* **Okuma Metni**
Adayımız kazanacak…
06 Haziran 2023
14 ve 28 Mayıs 2023 tarihinde yapılan seçimleri hem TBMM’inde hem de Cumhurbaşkanlığında Millet İttifakı ve CHP kaybetti… Bu kaybın nedenleri konusunda basında ve sosyal medyada her gün yorumlar yapılıyor… Tabii ki bu kaybın tek bir nedeni bulunmuyor. Her bir olayın birçok bileşeni olduğu gibi bu kaybın da çooooook fazla bileşeni bulunuyor… Bugün de ben bu bileşenlerden sadece bir tanesini yazacağım: O da kullandığımız sözcüklerin, kelimelerin önemi ve siyasete etkisi ve bu konuda yapılan muazzam yanlış üzerine…
Ancak önce kelimeler hakkında kısa (!) bir bilgi vermem gerekiyor…
Kelimelerin, işaret ettiği anlamların çok ötesinde çok güçlü anlamları, bizim hayal ettiğimizden daha derin sırları vardır.

* **Listelenen Kayıtlar**
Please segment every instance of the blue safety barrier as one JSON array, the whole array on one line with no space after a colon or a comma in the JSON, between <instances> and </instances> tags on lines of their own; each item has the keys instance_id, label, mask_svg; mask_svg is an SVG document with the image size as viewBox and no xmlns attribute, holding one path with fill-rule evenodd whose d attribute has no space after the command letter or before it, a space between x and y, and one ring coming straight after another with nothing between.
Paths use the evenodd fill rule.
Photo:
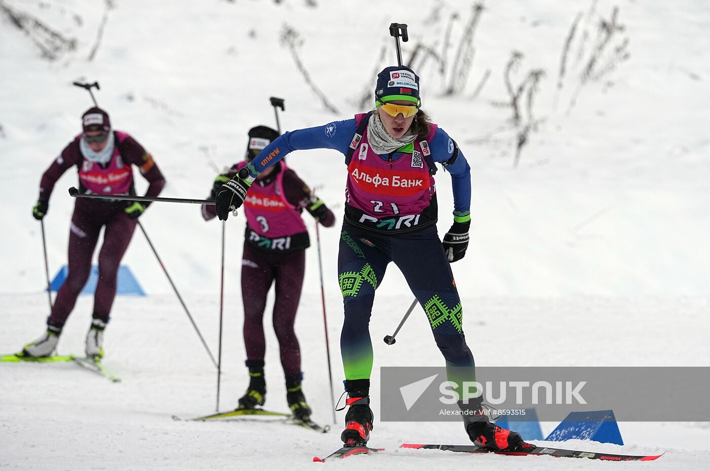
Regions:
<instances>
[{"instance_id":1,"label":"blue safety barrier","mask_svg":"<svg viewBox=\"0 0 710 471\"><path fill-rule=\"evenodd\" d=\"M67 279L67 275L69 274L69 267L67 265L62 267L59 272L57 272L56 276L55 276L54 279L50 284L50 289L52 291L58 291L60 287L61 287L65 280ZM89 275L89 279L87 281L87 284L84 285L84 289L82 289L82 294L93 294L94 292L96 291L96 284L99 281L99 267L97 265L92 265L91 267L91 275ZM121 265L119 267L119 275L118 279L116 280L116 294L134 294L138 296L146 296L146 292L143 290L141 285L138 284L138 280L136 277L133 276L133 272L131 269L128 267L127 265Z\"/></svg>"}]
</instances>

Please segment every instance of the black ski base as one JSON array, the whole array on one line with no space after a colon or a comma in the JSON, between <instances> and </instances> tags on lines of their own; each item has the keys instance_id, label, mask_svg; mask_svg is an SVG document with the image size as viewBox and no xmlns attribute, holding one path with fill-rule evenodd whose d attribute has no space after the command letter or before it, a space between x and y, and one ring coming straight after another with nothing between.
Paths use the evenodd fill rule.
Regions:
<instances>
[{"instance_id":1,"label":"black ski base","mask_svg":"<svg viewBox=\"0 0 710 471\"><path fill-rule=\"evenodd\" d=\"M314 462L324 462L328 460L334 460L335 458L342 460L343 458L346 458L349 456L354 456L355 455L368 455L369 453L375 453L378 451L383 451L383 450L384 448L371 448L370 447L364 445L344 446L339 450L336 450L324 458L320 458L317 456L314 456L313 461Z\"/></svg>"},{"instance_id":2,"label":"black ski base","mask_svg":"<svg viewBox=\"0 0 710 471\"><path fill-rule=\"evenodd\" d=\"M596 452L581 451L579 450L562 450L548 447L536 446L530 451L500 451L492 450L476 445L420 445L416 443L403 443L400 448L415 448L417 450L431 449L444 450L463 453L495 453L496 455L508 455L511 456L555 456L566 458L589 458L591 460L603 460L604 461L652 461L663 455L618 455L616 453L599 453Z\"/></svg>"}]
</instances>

* **Görevleriniz**
(A) Okuma metnine göre aşağıdaki soruları cevaplayın.
(i) Başlığın hemen altında hangi tarih yer alıyor?
(ii) Seçimleri hem TBMM'de hem de Cumhurbaşkanlığında kim kaybetti?
(iii) Yazar, kaybın bileşenlerinden kaç tanesini yazacağını belirtiyor?
(B) Okuma metninde "Adayımız kazanacak…" sözcüklerinden "derin sırları vardır." sözcüklerine kadar uzanan bölümün tamamını hiçbir değişiklik yapmadan kopyalayın.

* **Beklenen Sonuçlar**
(A)
(i) 06 Haziran 2023
(ii) Millet İttifakı ve CHP
(iii) Sadece bir tanesini

(B)
Adayımız kazanacak…
06 Haziran 2023
14 ve 28 Mayıs 2023 tarihinde yapılan seçimleri hem TBMM’inde hem de Cumhurbaşkanlığında Millet İttifakı ve CHP kaybetti… Bu kaybın nedenleri konusunda basında ve sosyal medyada her gün yorumlar yapılıyor… Tabii ki bu kaybın tek bir nedeni bulunmuyor. Her bir olayın birçok bileşeni olduğu gibi bu kaybın da çooooook fazla bileşeni bulunuyor… Bugün de ben bu bileşenlerden sadece bir tanesini yazacağım: O da kullandığımız sözcüklerin, kelimelerin önemi ve siyasete etkisi ve bu konuda yapılan muazzam yanlış üzerine…
Ancak önce kelimeler hakkında kısa (!) bir bilgi vermem gerekiyor…
Kelimelerin, işaret ettiği anlamların çok ötesinde çok güçlü anlamları, bizim hayal ettiğimizden daha derin sırları vardır.